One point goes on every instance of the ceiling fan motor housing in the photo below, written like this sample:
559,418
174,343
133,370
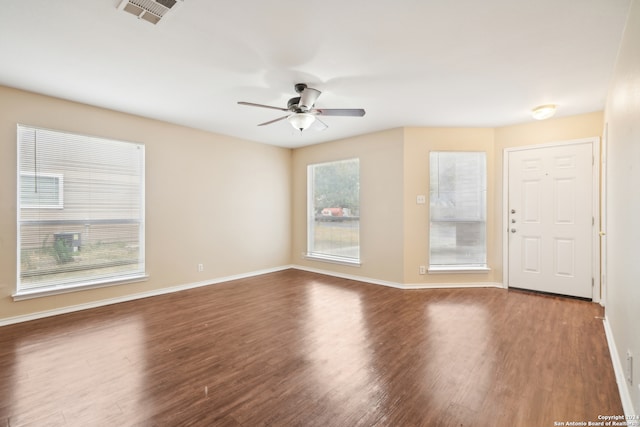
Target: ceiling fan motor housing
300,87
292,104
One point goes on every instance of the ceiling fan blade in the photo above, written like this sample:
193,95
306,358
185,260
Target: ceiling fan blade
273,121
253,104
351,112
308,97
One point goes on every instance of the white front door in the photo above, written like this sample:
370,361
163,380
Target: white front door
550,219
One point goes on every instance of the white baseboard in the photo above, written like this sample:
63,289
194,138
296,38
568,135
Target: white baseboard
155,292
623,388
400,285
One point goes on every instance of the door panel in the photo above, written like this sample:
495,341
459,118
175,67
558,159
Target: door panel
550,219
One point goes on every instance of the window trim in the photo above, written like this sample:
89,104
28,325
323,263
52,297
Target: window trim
319,256
83,283
468,267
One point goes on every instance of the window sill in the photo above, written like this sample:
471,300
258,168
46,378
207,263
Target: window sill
58,289
452,269
332,259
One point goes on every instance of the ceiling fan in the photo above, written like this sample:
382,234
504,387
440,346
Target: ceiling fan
303,114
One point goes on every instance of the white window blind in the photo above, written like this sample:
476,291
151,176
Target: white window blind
458,193
89,231
334,211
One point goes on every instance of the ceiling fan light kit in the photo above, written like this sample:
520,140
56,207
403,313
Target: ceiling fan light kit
542,112
303,114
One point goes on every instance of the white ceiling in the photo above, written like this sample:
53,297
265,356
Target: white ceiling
461,63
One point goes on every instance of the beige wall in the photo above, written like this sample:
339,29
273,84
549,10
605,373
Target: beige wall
381,203
417,145
210,199
533,133
622,116
394,170
240,207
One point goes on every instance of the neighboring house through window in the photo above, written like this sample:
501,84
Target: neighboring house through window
334,211
88,232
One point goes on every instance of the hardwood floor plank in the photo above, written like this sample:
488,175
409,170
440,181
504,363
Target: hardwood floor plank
295,348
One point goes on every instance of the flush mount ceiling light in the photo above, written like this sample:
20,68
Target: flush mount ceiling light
542,112
301,121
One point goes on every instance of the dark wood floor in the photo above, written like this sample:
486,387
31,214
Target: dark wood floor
300,349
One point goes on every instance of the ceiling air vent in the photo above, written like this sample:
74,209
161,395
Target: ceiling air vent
149,10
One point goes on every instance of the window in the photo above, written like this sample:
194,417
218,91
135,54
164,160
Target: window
457,204
334,211
41,191
90,231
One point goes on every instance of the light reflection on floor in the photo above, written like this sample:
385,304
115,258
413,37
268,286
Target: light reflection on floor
459,336
40,397
338,353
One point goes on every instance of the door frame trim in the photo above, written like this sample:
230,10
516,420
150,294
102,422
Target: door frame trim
596,291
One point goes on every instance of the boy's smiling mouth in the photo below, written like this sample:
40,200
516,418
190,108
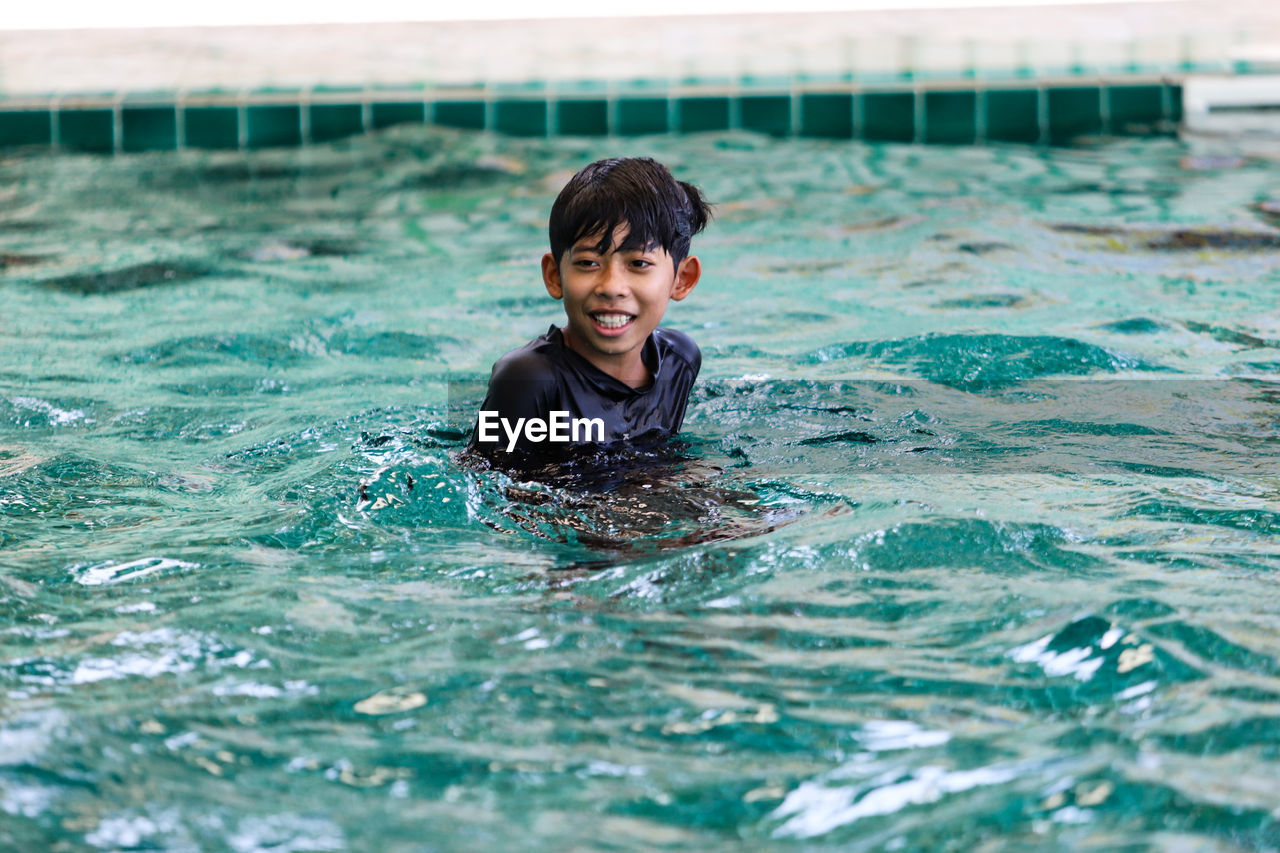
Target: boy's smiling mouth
611,322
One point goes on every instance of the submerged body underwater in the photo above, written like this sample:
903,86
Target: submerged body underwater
967,538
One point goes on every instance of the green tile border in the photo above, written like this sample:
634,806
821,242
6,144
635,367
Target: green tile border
952,112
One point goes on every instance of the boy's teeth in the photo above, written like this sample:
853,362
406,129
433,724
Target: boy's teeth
612,320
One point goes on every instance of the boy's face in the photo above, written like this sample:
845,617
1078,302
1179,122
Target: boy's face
616,299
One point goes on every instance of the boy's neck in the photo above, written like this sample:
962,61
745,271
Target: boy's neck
627,368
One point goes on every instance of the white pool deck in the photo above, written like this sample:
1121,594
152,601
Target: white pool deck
1205,33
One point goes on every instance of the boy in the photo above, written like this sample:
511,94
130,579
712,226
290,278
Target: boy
620,237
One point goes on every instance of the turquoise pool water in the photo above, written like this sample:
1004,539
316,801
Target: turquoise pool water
968,543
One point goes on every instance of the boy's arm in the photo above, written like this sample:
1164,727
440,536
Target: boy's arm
520,388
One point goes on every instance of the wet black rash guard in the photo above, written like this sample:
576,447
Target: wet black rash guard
544,377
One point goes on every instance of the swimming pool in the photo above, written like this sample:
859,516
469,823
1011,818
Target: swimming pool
1005,420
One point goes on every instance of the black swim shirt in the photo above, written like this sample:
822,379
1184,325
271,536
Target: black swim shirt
545,377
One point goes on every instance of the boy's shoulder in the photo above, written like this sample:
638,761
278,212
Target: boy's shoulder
672,342
534,360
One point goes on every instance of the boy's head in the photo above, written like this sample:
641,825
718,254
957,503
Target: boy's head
620,236
635,192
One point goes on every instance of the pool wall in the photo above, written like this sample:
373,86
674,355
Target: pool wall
1032,76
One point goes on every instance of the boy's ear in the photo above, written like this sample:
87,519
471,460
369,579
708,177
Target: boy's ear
686,277
551,277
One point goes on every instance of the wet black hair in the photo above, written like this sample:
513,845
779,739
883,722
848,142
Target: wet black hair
636,192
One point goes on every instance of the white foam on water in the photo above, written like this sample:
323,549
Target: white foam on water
817,807
1079,662
114,573
56,416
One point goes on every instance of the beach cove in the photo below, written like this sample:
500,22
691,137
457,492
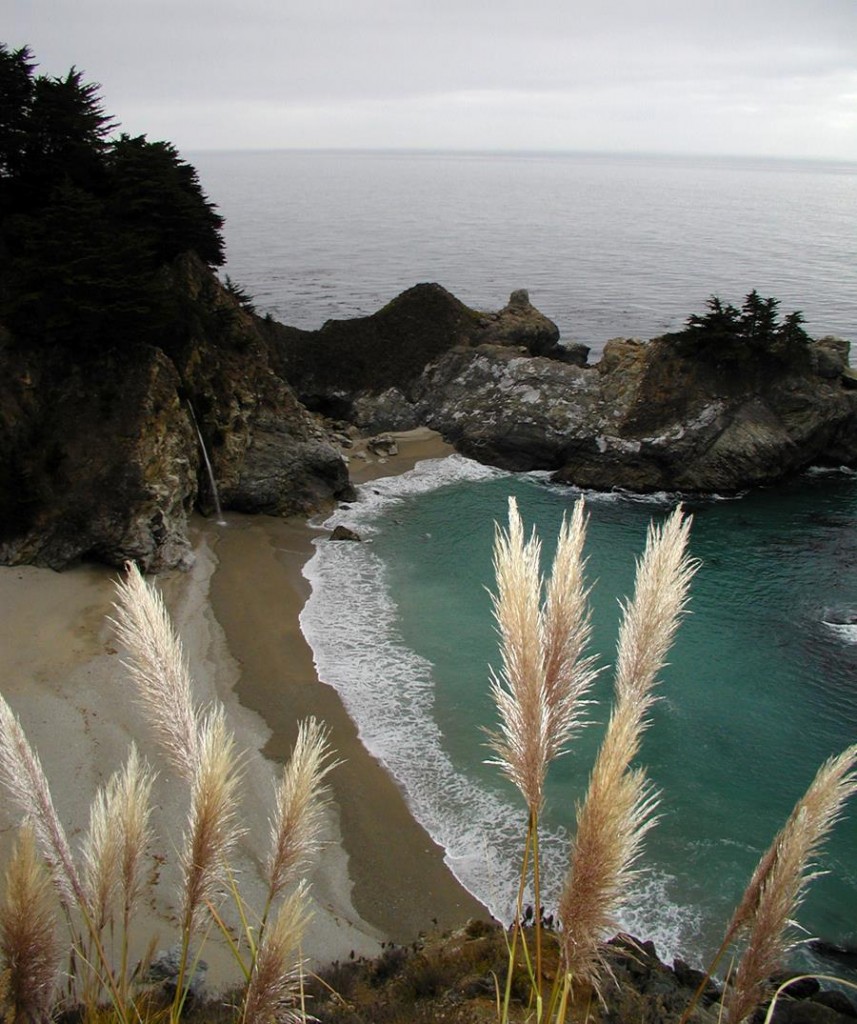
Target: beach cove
380,877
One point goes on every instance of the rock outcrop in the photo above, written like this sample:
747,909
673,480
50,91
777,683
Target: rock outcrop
662,415
99,456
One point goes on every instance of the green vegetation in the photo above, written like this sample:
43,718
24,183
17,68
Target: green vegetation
726,333
89,222
531,973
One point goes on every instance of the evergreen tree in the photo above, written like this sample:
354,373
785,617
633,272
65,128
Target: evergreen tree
158,196
16,88
87,225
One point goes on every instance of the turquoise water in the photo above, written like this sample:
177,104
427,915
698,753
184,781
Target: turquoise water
762,684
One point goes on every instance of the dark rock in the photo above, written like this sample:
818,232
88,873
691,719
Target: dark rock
830,356
690,978
801,988
646,418
576,353
331,368
164,969
520,324
341,532
838,1001
383,444
841,952
99,458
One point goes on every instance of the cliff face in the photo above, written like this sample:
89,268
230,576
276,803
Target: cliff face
648,417
99,456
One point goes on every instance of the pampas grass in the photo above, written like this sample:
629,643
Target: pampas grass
618,808
272,990
779,883
541,690
24,777
113,872
540,694
28,933
159,670
299,806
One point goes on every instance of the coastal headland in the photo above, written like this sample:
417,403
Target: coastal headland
380,878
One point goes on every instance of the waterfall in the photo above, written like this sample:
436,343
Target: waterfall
218,511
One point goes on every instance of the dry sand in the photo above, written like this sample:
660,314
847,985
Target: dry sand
380,877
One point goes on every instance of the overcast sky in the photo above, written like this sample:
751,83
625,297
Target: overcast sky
755,77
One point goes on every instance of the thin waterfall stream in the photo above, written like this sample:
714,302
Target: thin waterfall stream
215,496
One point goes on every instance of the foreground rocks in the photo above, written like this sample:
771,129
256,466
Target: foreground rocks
454,979
99,456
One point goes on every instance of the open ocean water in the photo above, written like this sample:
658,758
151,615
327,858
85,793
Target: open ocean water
762,684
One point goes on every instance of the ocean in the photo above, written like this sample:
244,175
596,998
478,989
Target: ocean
762,684
607,246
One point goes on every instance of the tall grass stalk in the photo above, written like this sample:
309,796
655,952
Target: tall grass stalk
778,885
544,679
28,933
299,807
202,749
24,777
213,829
159,669
619,804
272,985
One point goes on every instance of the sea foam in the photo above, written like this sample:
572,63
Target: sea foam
350,622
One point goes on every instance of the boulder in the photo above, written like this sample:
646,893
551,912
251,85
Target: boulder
648,417
341,532
99,456
520,324
97,460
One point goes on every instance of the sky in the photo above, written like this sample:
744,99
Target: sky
771,78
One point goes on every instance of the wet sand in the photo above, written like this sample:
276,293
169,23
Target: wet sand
380,877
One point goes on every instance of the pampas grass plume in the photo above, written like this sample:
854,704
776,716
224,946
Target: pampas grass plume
779,883
22,773
271,991
619,804
544,677
213,820
28,928
299,805
159,669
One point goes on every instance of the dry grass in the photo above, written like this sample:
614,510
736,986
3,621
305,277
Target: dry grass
111,879
779,883
28,933
619,804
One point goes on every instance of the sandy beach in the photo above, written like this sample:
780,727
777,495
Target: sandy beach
380,877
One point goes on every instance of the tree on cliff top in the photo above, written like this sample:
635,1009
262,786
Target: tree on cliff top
86,223
755,331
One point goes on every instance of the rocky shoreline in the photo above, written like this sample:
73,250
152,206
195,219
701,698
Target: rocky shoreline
100,456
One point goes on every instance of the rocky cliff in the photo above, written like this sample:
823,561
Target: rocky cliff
662,415
99,456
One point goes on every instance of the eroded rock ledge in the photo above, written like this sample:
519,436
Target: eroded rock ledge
647,417
99,456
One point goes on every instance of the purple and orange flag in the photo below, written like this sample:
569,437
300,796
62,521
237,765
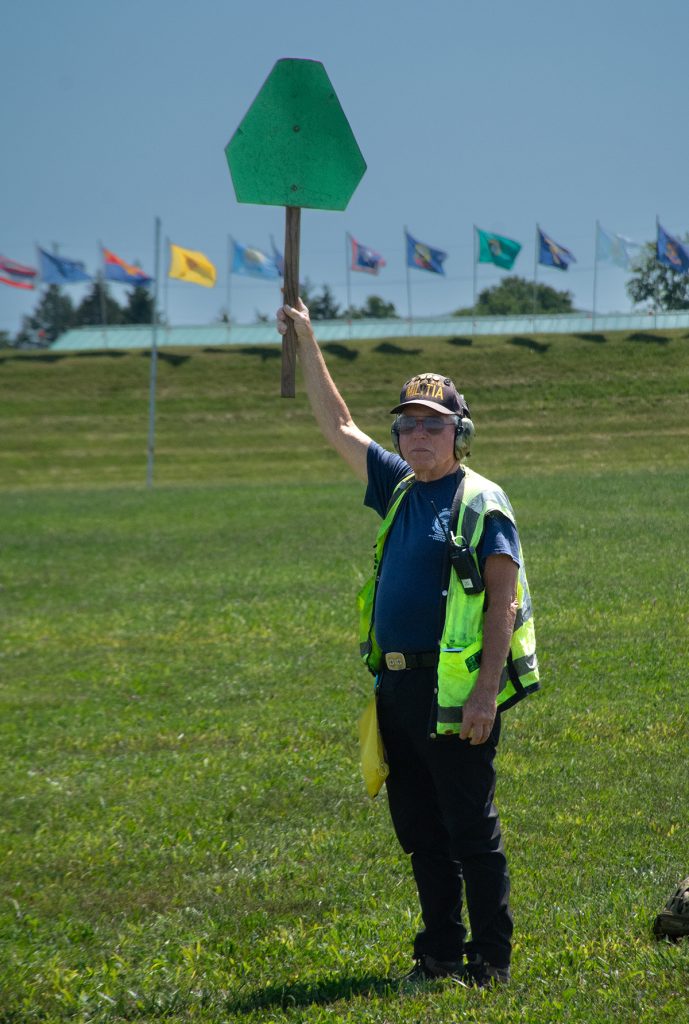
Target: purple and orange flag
126,273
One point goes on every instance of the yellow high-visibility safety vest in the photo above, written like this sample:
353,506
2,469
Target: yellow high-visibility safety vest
462,640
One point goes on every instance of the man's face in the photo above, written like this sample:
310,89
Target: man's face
431,456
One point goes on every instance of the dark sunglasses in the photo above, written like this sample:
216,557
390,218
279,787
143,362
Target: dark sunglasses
431,424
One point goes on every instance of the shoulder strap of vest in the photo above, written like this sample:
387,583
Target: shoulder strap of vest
457,501
446,566
400,487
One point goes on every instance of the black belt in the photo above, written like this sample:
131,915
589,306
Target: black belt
396,660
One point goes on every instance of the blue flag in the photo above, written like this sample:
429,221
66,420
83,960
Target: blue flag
277,257
363,258
59,270
671,252
423,257
615,249
551,254
253,262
════════
**WORK ITEM**
Please show, exactly as written, every line above that contains the word "below".

**FINISHED TASK**
One point goes on every instance of the ceiling fan motor housing in the photo below, written like this sample:
One point goes on every instance of the boy's smiling mouth in the photo below, written like this sample:
One point goes on every instance of the beach cove in the photo below, written like this sample:
One point goes on every instance of the purple and orange flag in the photo below, written like this sample:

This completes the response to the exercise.